__WRITTEN TASK__:
Repeat the following lines exactly and nothing else: the line containing "Shelf-audit tagging: put a marker on the bush, one" and each line after it through the end of the listing.

__DATASET ENTRIES__:

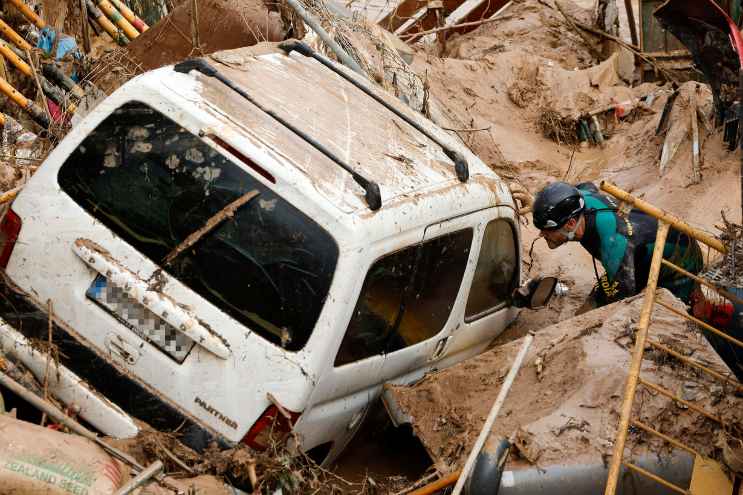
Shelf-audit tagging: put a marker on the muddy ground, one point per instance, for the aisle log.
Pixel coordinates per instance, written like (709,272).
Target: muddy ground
(511,90)
(512,87)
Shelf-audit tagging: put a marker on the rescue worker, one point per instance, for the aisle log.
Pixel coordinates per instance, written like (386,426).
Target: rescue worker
(622,241)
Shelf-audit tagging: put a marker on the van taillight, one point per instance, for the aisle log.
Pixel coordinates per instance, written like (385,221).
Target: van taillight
(271,428)
(10,226)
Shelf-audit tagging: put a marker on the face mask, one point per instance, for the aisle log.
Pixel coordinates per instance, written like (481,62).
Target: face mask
(569,234)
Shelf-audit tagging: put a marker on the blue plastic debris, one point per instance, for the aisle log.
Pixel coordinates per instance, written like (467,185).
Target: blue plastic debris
(65,45)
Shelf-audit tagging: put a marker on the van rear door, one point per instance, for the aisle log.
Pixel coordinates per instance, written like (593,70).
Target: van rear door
(176,265)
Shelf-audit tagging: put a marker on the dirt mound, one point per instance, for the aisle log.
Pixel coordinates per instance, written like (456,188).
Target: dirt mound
(222,25)
(564,403)
(530,25)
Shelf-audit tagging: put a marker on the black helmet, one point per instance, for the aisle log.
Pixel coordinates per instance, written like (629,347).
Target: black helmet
(556,204)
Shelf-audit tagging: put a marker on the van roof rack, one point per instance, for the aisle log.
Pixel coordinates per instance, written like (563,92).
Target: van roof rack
(373,196)
(460,163)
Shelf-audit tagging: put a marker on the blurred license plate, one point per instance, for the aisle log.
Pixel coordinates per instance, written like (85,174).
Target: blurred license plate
(139,319)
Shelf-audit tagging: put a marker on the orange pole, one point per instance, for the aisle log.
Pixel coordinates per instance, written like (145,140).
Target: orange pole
(130,16)
(437,485)
(29,106)
(10,33)
(29,14)
(107,25)
(118,19)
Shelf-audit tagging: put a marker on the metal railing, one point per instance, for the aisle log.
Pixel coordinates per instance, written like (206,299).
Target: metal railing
(665,222)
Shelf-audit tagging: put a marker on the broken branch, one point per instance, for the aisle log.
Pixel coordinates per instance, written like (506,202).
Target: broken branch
(634,49)
(595,51)
(495,17)
(215,220)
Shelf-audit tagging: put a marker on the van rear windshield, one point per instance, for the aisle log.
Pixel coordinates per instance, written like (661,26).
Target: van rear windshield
(154,183)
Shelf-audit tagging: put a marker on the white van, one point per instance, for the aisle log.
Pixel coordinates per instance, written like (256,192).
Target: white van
(234,234)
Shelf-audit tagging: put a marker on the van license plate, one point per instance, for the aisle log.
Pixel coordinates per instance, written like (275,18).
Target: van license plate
(140,320)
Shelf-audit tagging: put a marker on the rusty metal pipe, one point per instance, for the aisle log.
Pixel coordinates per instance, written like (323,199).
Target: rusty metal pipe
(634,372)
(118,19)
(655,478)
(674,221)
(57,415)
(51,71)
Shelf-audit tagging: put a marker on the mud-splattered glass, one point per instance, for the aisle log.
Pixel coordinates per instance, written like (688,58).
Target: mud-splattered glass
(154,183)
(406,297)
(496,272)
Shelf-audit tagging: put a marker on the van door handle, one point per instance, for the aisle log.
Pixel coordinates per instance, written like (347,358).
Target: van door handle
(440,348)
(163,306)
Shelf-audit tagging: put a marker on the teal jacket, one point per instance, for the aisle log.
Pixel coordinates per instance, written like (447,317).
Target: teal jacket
(624,244)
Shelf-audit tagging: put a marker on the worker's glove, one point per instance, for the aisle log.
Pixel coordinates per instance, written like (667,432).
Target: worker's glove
(521,194)
(521,296)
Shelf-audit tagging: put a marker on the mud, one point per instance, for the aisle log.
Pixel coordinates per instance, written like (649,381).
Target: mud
(564,404)
(222,25)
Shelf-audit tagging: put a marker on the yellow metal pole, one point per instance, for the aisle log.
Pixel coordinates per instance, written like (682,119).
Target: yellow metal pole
(656,478)
(676,398)
(28,13)
(668,439)
(14,37)
(107,25)
(675,222)
(702,324)
(118,19)
(438,484)
(130,16)
(634,371)
(29,106)
(695,364)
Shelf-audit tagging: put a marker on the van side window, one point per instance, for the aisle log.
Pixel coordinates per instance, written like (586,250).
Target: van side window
(496,272)
(154,183)
(407,297)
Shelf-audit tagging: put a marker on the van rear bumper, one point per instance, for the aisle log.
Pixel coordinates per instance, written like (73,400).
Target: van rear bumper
(109,398)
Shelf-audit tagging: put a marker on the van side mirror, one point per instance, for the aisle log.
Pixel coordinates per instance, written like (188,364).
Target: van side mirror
(535,293)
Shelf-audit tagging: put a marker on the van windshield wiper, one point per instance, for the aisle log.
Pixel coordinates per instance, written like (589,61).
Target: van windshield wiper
(213,222)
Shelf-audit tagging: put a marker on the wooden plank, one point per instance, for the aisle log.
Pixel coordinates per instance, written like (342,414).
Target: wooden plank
(397,15)
(479,9)
(696,172)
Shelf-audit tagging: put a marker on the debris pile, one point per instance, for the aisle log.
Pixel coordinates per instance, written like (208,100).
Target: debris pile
(531,91)
(564,405)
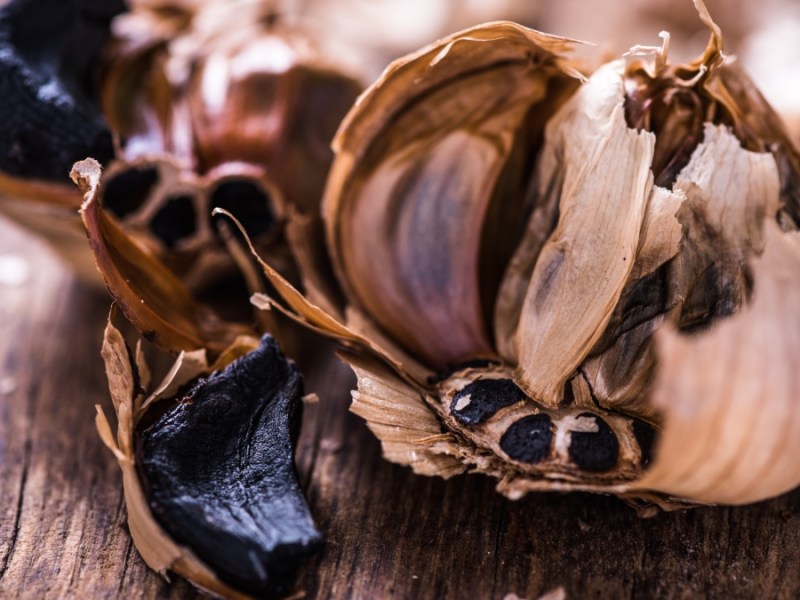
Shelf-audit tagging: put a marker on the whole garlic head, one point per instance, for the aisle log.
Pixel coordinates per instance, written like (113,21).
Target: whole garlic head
(569,284)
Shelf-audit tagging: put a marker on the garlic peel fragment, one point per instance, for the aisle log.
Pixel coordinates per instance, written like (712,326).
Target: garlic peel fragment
(581,270)
(732,429)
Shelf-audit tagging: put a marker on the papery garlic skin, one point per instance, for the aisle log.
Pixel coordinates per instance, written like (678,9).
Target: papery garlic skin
(219,104)
(631,234)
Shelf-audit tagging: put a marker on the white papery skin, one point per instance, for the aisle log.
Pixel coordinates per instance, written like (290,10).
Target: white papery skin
(730,395)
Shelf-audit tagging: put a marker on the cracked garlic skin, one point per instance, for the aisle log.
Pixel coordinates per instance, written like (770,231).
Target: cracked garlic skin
(48,54)
(659,210)
(219,104)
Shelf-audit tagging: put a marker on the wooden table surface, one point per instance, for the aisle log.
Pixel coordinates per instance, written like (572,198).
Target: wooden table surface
(390,533)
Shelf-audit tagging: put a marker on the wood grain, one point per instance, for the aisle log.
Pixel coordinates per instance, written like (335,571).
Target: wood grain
(390,534)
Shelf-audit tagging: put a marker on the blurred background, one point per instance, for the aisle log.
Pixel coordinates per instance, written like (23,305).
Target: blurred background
(764,35)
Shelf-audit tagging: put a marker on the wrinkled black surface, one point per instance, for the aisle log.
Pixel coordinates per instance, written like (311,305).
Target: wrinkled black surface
(246,201)
(645,435)
(48,56)
(594,450)
(219,472)
(176,220)
(528,440)
(127,192)
(487,396)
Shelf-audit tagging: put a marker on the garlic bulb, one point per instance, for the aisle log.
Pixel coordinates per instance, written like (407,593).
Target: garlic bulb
(589,349)
(218,104)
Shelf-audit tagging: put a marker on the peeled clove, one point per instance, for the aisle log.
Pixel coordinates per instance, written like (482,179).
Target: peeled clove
(48,54)
(219,472)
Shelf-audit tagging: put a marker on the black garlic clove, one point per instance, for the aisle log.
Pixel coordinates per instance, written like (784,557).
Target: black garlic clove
(49,50)
(218,471)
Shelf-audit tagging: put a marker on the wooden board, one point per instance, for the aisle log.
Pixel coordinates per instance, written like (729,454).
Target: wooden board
(390,533)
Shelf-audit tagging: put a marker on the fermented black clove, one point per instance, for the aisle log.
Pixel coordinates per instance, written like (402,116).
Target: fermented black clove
(218,472)
(48,51)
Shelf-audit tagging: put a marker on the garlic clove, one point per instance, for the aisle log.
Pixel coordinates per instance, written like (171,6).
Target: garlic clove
(582,268)
(48,56)
(149,294)
(731,431)
(432,175)
(251,509)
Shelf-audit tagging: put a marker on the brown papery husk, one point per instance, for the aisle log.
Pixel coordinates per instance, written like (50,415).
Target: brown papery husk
(720,200)
(729,394)
(582,268)
(676,102)
(149,294)
(431,164)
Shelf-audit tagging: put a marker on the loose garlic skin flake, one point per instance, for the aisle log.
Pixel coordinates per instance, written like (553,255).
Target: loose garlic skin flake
(596,353)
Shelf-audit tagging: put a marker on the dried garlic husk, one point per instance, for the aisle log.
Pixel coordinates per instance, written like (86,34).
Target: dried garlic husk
(219,104)
(48,53)
(210,485)
(659,206)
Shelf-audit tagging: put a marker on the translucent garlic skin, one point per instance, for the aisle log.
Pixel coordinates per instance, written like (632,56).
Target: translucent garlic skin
(639,246)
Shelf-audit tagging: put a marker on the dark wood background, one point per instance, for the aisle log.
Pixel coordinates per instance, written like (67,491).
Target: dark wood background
(390,534)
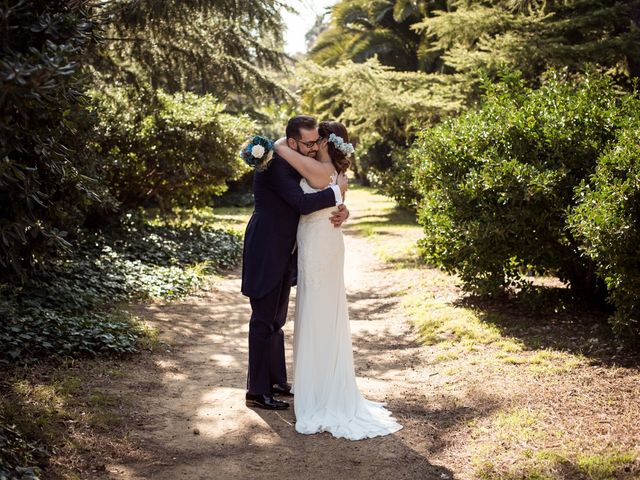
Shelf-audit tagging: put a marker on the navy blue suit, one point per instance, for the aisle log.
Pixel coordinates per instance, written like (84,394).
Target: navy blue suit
(268,266)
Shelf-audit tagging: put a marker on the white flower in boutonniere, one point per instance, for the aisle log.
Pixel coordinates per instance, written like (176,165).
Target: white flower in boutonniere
(257,151)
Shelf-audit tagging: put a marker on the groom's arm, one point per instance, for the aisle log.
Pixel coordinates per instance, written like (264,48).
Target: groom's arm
(284,184)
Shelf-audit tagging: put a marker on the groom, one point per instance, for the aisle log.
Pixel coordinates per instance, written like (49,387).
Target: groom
(269,262)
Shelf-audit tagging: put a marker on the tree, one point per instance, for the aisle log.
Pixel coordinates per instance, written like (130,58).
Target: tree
(221,47)
(46,175)
(362,29)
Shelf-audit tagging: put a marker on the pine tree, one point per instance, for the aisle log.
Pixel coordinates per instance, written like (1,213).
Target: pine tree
(362,29)
(221,47)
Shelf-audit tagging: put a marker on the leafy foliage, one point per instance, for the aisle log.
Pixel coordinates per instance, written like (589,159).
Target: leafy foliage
(178,149)
(16,452)
(498,183)
(69,309)
(222,47)
(45,184)
(382,109)
(362,29)
(606,222)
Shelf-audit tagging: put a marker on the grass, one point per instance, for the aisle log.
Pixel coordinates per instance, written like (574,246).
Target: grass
(555,413)
(553,465)
(63,408)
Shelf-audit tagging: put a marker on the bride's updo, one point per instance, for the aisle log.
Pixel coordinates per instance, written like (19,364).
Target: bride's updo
(338,158)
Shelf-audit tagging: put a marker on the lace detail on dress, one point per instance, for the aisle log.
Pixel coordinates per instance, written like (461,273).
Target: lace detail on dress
(327,398)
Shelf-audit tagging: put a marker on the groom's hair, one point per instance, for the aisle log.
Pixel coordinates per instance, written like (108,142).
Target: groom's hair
(297,123)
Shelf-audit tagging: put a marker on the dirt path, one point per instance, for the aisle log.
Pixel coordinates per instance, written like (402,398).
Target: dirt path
(496,395)
(192,422)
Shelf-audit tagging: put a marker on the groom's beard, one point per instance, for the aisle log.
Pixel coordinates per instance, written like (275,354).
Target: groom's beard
(310,153)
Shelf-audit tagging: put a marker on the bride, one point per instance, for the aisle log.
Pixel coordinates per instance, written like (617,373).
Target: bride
(327,398)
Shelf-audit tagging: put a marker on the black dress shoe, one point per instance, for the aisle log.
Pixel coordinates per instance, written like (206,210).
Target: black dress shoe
(283,389)
(265,401)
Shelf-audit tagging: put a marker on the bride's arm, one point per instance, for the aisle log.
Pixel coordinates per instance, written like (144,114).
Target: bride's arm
(318,174)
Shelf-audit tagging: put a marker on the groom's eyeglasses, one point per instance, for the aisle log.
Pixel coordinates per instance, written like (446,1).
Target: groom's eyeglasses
(310,144)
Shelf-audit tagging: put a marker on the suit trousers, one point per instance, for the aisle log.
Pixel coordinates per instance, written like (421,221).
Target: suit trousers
(266,338)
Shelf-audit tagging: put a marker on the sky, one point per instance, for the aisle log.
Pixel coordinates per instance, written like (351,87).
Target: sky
(298,25)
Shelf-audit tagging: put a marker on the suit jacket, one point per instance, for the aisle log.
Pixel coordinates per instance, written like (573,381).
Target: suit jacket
(270,236)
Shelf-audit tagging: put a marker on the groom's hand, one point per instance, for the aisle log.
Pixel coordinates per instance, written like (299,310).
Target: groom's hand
(343,182)
(340,215)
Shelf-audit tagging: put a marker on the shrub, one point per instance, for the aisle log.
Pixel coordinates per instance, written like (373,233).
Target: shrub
(167,150)
(44,171)
(606,222)
(72,308)
(16,452)
(498,182)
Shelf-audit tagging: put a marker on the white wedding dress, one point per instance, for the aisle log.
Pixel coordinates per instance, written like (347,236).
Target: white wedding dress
(327,398)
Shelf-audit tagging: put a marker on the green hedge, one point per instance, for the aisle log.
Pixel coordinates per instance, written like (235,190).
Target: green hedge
(607,222)
(499,184)
(45,184)
(164,149)
(72,308)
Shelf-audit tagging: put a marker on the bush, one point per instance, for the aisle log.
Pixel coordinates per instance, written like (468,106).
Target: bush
(383,109)
(45,184)
(498,183)
(167,150)
(72,308)
(606,222)
(16,452)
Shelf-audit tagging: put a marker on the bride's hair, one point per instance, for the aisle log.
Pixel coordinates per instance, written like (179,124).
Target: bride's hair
(339,159)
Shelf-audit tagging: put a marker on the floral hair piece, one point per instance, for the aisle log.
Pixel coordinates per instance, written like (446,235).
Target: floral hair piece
(340,144)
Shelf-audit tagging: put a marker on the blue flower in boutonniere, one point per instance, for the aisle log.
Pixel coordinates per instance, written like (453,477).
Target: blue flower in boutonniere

__SOLUTION__:
Shelf-audit tagging: put a marker on the bush, one point per instance, for the aisle log.
Pixel coordinates per instance, written like (468,106).
Target: bush
(383,109)
(45,184)
(498,183)
(167,150)
(72,308)
(606,222)
(16,452)
Shelf-audit tagging: put a marker on the bride's hair, one point per instance, for the aisle log.
Pixel coordinates per instance, written like (179,124).
Target: bride's hair
(339,159)
Shelf-audit tagging: put a marker on the floral hair piece, one point per instance, for the aisle log.
Pixel coordinates per instance, written like (446,235).
Target: floral hair piece
(340,144)
Shelf-audit tagging: put a marker on the blue flower in boutonniere, one point per instance, for the aisle log.
Pixel coordinates per instance, written like (453,477).
Target: blue flower in boutonniere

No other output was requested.